__To do__. Count the lines of the records below that contain the string "pool", matching case exactly. Reply with the number only.

__Exercise material__.
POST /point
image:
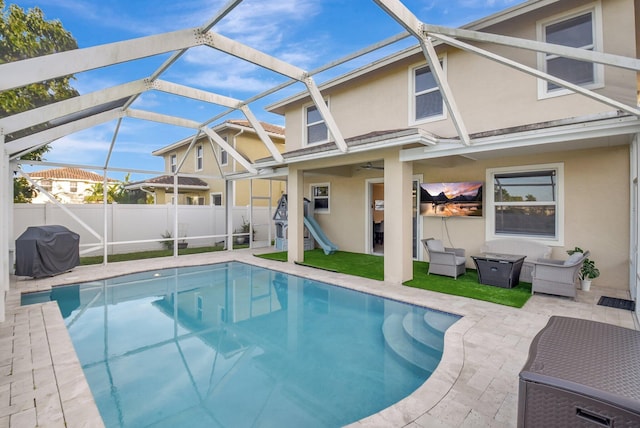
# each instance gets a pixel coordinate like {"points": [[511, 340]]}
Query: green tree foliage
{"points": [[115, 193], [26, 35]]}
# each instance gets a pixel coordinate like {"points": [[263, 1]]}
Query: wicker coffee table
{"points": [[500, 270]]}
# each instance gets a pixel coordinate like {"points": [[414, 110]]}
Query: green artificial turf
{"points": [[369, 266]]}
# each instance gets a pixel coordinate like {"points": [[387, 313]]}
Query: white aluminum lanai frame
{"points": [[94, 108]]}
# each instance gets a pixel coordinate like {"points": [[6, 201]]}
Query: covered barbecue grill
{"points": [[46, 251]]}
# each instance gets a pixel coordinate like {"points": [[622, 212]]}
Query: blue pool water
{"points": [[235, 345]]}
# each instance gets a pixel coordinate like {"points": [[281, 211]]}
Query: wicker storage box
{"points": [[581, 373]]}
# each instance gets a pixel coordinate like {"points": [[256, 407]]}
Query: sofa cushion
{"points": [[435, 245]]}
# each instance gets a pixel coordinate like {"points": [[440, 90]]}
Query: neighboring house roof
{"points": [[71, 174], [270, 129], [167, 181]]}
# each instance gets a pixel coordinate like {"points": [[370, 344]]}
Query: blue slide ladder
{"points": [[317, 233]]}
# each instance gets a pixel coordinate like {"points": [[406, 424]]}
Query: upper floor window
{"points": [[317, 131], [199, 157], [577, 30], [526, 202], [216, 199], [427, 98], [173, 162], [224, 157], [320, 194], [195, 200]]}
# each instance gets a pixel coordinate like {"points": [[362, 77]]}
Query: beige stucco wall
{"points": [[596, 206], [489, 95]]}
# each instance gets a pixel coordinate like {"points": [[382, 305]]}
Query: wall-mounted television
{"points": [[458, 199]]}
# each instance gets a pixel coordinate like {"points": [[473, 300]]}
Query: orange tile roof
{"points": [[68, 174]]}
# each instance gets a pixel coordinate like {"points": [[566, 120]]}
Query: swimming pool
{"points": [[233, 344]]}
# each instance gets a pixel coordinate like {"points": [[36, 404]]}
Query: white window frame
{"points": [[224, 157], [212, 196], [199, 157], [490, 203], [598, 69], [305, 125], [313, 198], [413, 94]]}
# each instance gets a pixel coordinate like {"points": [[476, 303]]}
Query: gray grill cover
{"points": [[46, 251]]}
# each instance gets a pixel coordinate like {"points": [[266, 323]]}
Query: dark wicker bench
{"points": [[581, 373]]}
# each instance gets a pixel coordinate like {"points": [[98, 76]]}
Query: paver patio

* * *

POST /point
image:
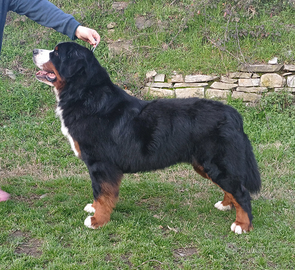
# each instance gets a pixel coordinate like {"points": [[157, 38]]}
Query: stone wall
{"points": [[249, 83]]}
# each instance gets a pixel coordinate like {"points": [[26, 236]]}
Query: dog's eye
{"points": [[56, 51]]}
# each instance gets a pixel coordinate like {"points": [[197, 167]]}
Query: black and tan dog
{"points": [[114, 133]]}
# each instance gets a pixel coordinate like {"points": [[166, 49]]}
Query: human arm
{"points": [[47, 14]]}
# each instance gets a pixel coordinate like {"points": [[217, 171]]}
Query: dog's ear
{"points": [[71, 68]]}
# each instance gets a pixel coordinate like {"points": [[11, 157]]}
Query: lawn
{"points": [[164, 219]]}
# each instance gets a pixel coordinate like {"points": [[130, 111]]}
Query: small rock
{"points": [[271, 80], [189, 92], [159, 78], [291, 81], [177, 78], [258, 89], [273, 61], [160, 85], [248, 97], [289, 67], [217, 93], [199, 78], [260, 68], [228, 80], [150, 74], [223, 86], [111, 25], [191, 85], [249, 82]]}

...

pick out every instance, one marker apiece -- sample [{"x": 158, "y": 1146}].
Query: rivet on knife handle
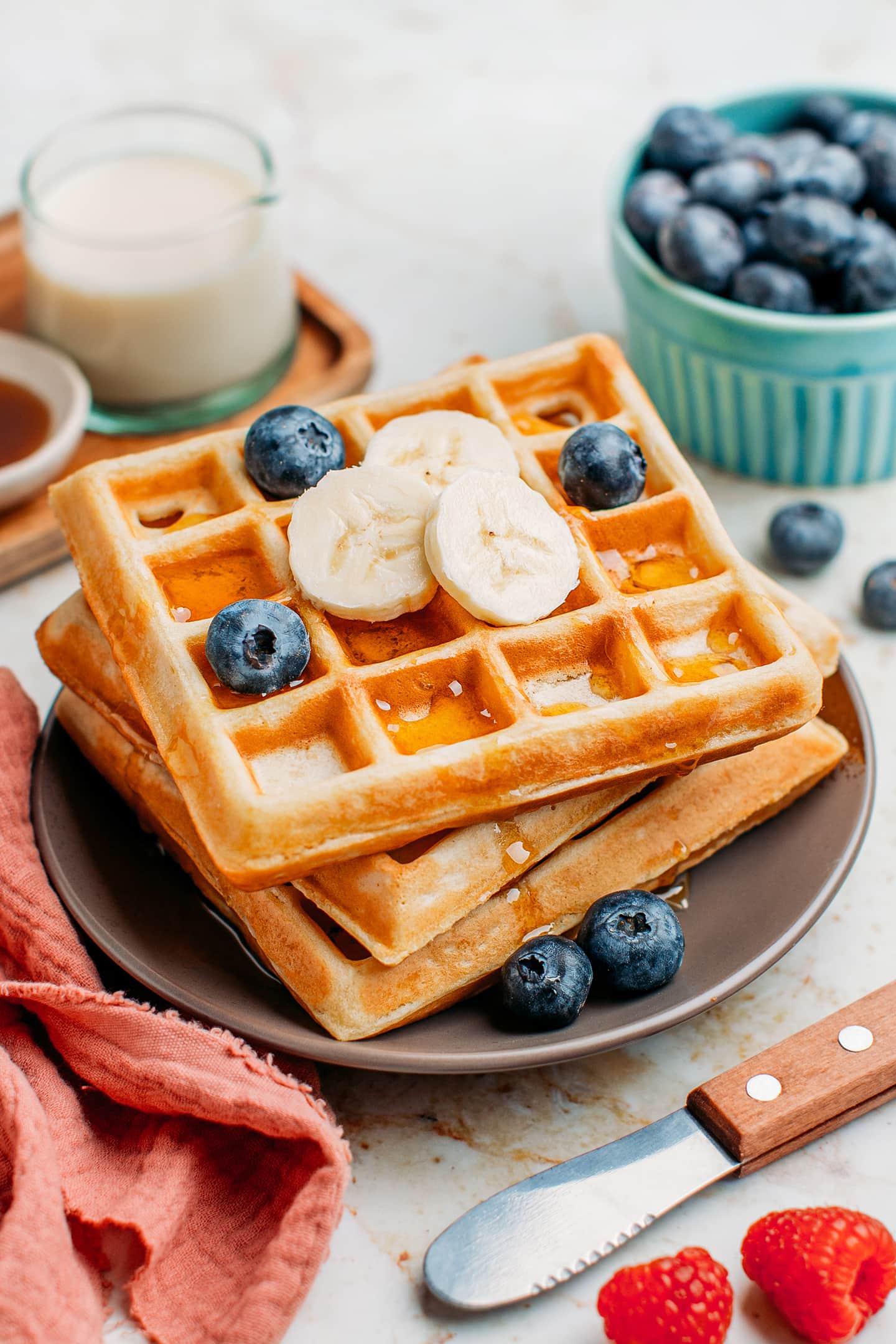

__The output__. 2